Toplu ulaşım sistemine eklemlenen bu ikincil taşıma sistemi bu ayrık nizam konut dokusu ile merkez arasındaki ilişkiyi kurmak için kullanıldı. Bu özellikleri ile faytonlar biraz günümüzdeki taksilere benzetilebilir. Bunlar 1980’lere kadar yer yer kullanımda kaldılar. O tarihlere kadar atlı arabalarla yük taşımacılığı da yapılıyordu.

Bu tarihlerde şehirdeki atlı arabaların yasaklandığı görüldü. Bu dönüşüm sırasında atların kıyma yapılmak üzere kesildiği yerlere baskınlar yapıldığı haberleri basında yer aldı. Salam, sucuk gibi yiyeceklerin de at etinden yapıldığı…. İstanbul’da bu dönüşümün yalnızca bir istisnası kaldı: Adalar. Adalar’da zorunlu hizmetler dışında motorlu araçlar yasaklanmış durumda. Koruma Kurulu kararı ile yalnızca fayton kullanımı öngörülüyor. 

Bu aynı zamanda sayfiye mekanı yerleşim morfolojisine de uyarlı bir yapı olarak 19. yüzyıldan günümüze kadar uzandı.

Ancak bugüne kadar korunmuş olan bu mekansal yapının değiştirilmesini isteyenler de var. 1980’lerden sonra bu ayrık nizam yapılar içinde koruma kurulu kararları esnetilerek bir imar seferberliği başladı. Çoğu ahşap köşkler yıkılarak yeniden yapıldı, kat sayıları artırıldı. Bahçelerine yeni apartmanlar yapıldı. 1999 depremi bu gidişi bir ölçüde frenledi. 2010’lardan sonra ise şehirdeki büyük dönüşüm furyasının etkileri Adalar’a da yansımaya başladı. Adalar için hazırlanan Koruma Planları’na kıyılardaki değerli parselleri Seferoğlu örneğinde olduğu gibi imara açacak koşullar kondu. Planlar iptal edilince, “Geçiş Dönemi Yapılaşma Koşulları” içine konmaya çalışıldı.

● Yapılacaklar:
a. Adalar'daki faytonlarla ilgili metne göre Adalar'da yapılaşmanın gidişini bir ölçüde frenleyen olay hangisidir?
b. Adalar'daki faytonlar ve yapılaşma üzerine olan metni, son cümlesinin ardından sürdürün.

● Sağlanan veriler:
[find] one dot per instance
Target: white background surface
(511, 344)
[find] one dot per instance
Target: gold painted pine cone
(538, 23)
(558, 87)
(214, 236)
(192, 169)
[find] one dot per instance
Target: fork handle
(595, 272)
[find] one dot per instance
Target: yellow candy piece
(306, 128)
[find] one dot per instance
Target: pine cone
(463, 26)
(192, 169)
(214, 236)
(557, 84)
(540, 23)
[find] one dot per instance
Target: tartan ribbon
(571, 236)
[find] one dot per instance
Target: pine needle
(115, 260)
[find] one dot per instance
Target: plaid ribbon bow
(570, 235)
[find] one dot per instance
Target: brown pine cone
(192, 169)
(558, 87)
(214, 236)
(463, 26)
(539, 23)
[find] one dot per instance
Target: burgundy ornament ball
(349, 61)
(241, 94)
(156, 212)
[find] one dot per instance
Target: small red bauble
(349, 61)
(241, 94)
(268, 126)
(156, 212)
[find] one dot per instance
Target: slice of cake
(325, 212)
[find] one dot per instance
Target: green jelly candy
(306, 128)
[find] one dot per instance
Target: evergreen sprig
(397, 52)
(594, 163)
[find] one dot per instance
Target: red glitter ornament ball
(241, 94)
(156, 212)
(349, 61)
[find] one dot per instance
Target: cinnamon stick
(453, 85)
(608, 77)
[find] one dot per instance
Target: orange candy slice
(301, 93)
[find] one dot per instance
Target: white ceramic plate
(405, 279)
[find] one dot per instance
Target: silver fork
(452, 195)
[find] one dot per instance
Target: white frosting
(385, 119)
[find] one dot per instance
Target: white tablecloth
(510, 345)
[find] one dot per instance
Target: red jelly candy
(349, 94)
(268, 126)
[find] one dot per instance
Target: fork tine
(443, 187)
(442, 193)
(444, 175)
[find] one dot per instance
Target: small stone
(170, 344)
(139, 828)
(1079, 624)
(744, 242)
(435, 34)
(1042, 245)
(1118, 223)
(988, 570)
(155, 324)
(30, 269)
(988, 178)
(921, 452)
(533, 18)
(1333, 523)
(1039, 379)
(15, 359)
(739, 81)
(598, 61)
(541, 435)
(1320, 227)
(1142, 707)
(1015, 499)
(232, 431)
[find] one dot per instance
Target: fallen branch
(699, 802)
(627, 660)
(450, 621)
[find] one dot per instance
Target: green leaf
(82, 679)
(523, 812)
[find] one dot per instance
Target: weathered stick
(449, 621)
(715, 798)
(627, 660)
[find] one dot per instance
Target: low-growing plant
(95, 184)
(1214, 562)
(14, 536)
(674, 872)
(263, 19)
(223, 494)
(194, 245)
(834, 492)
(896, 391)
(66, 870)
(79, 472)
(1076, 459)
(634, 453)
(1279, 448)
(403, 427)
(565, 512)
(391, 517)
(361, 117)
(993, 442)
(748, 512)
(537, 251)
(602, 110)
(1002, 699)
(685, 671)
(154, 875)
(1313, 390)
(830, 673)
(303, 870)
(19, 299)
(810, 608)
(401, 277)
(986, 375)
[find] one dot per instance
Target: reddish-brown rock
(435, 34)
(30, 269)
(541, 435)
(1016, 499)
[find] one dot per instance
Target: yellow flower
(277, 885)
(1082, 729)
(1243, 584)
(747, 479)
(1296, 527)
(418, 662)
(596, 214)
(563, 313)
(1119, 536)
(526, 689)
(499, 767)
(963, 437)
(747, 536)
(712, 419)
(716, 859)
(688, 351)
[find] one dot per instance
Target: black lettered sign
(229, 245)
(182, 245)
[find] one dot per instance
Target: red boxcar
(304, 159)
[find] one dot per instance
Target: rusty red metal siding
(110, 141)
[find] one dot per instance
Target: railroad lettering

● Alıştırma yanıtları:
a. 1999 depremi.

b.
Ayrıca İstanbul için eşsiz bir değeri olan (Motola Evi gibi) modern mimarlık mirası yapıları çürük raporu alarak yıkmayı ve yerlerine çok katlı yapılar yapmayı sağlayacak yeni yöntemler icat edildi. İmara dayalı bu gelişme modelinin yerleşmesi için bir küçük engel vardı, o da Adalar içi ulaşım. İmar dışı alanların imara açılması ve değerlenmesi için faytonlardan (ya da onların yerini alacak başka küçük araçların) yerini alacak yeni bir toplu taşıma sistemine ihtiyaç vardı. Siyasetçiler, kendi meclislerinde ve partilerindeki organlarda yer alan bu çıkar grubunu temsil ediyorlardı. Onların taleplerini karşılamadan varlıklarını sürdüremezlerdi.  Nitekim bugün karşımıza çıkan bu otoyol ve otobüs projesinin Büyükşehir tarafından on yıldır hazırlanmakta olduğu duyuluyordu.

Denetimsiz gelişen piyasa yüzünden 600’a aşkın at öldü

Bu süreçte atların neredeyse üçte biri öldürüldü.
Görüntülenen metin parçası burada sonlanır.